Supplied passage:
##########

Lucy Asher holding a chick

Professor Lucy Asher
Professor Animal Behaviour Informatics

Newcastle University

What project/s are you currently working on?
I’m working on an array of projects to use technology to identify health and welfare issues in animals. Mostly I work on chickens but also on domestic dogs, with projects in both these species.

Within our poultry research we are using: thermal cameras to monitor feather coverage; cameras, microphones and thermal cameras to understand smothering in laying hens; and acoustics to detect stress in chickens in a ‘Smartcoop’. These projects all have different contexts ranging from developing welfare indictors for use in broiler (meat) production, to understanding abnormal behaviour in free-range laying hens, to supporting smallholders to rear poultry in rural Africa. When animals are stressed there are signals, either through communication with others such as vocalisations, or other physical indicators, such as changes in feather cover. In our lab we focus on understanding the biology of these changes and then finding simple ways to measure them using technology.

What capability are you drawing on to deliver the research?
At Newcastle we have some of the best facilities in the country for researching digital agriculture. Specifically, we have the CIEL Centre for Digital Innovation Applied to Livestock, referred to as the C-DIAL.

Within CDIAL we have pens which allow us to apply a wide range of technology and sensors (e.g. standard and 3D imaging, thermal cameras, hyperspectral cameras, environmental sensors etc) to longer-term studies of animals.

Alongside this we have a state-of-the-art gait lab which allows us to track, with high precision and in three-dimensions, any point on an animal’s body.

The gait lab is used to measure really early and subtle changes in movements associated with lameness, and can also help us find subtle body language associated with negative welfare states like stress. We use the C-DIAL as a test bed and validation centre for simple technology that we can take out to real farms.

In addition to the C-DIAL, we have two purpose-built poultry buildings which house chickens in small groups, and a porcine research unit which can be used for precision feeding studies using NEDAP feeders. On Newcastle’s two University farms we have both commercial dairy and pork production systems.  

What would be your ideal research project, assuming no barriers!
This is a difficult question because I am always brimming with ideas I’d love to test.

In terms of research that would make a difference in the real world, I’d like to be able to develop digital diagnostics for a range of health and welfare indicators. To date, most technology focuses on one, or perhaps two, health and welfare issues, but to be really informative to the producer a system should be able to earlier identify a range of health and welfare problems. So I’d like to design a system that could suggest when a problem was likely to occur and what that problem was, using the behaviour and physical indicators of the animals to do so. 

How did you arrive at doing what you do now?

##########

Stored data:
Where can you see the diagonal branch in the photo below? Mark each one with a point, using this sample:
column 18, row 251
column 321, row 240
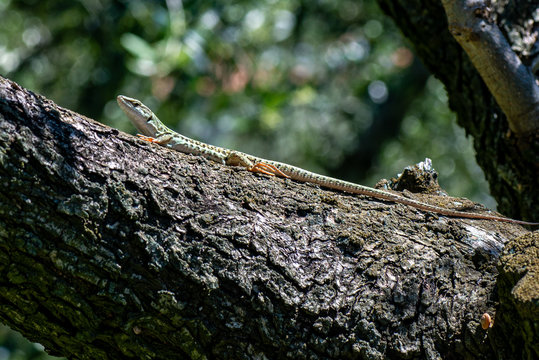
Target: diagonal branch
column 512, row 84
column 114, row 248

##########

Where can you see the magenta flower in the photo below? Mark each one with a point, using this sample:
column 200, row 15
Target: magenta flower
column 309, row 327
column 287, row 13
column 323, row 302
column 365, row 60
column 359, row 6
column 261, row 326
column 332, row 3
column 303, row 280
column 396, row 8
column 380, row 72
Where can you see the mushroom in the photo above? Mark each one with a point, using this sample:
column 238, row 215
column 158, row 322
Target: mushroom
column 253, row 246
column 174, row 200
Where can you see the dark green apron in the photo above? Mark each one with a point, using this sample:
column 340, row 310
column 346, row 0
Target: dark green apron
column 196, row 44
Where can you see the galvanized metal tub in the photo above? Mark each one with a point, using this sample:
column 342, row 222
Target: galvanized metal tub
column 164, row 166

##########

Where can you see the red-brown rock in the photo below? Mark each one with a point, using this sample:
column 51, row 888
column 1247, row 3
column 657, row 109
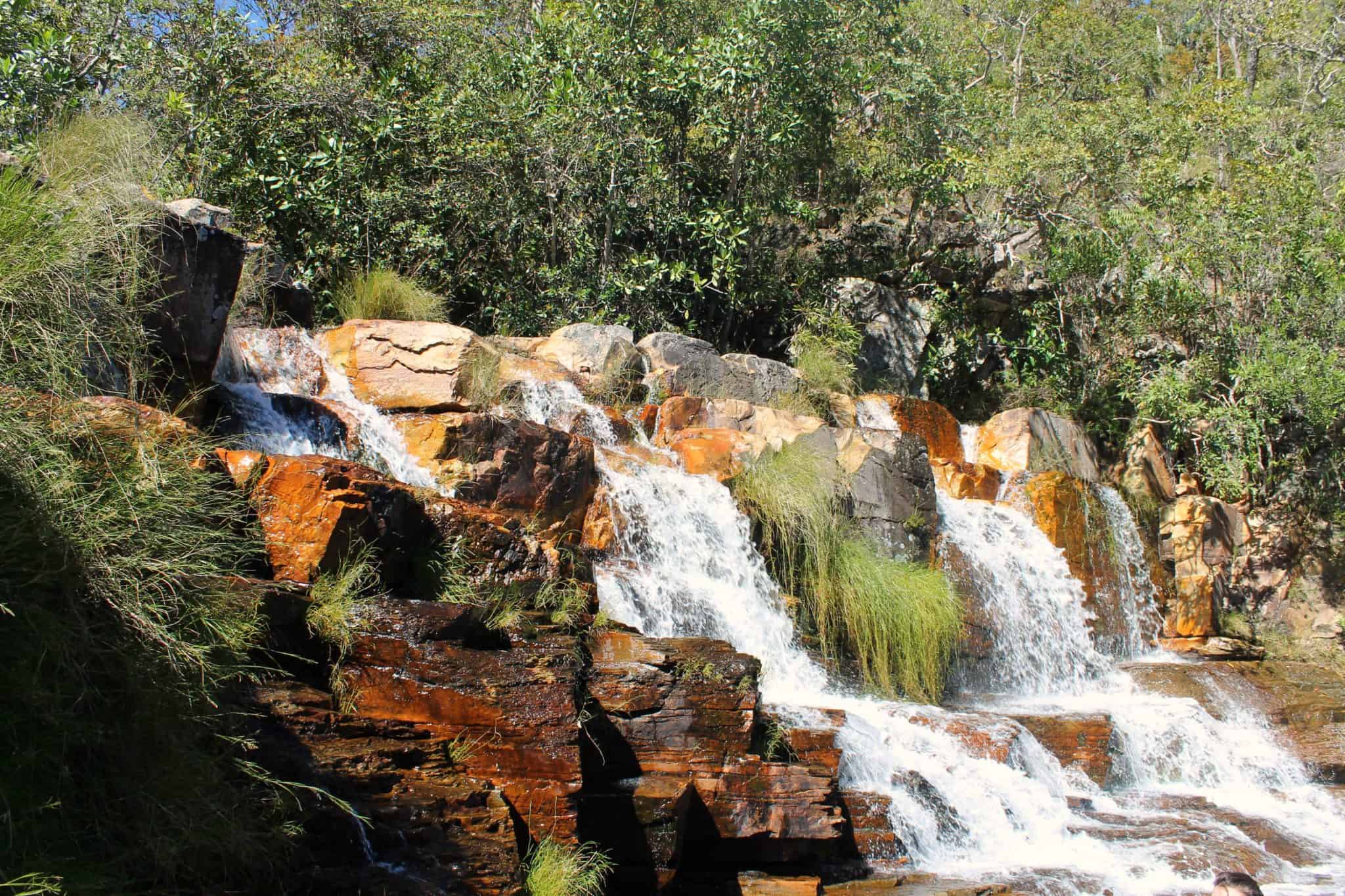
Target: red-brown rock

##########

Requirement: Continue the interview with Lucy Asher on animal welfare technology from the point where it stops. The data has no connection to the interview with Lucy Asher.

Reply to the task:
I studied at the University of Bristol and also Edinburgh before coming to Newcastle to undertake a PhD. During my PhD I became very interested in patterns of behaviour and felt the standard practice of manually recording each type of behaviour didn’t capture the complexity of what an animal was doing. I started using new methods and those borrowed from other areas of science (physics, maths, engineering) to measure patterns in behaviour.

After gaining my doctorate in animal welfare, I worked in the veterinary epidemiology department at the Royal Veterinary College, London, developing my statistical skills on a project quantifying individual differences in welfare in hens.

Next, I moved to the University of Nottingham Vet School, where much of my focus was devoted to a large epidemiological project on guide dogs to enable earlier identification of, based on behaviour, dogs which were not cut out for guiding the blind and partially sighted.

When an opportunity came up to return to Newcastle I took it, first re-joining the University as a Senior Research Fellow. For me Newcastle has an excellent balance of stimulating scientists in animal behaviour, access to some excellent engineering and computing departments, and first-rate facilities for the research which interests me. It seems that Newcastle University values me too, as this year I was promoted to Professor.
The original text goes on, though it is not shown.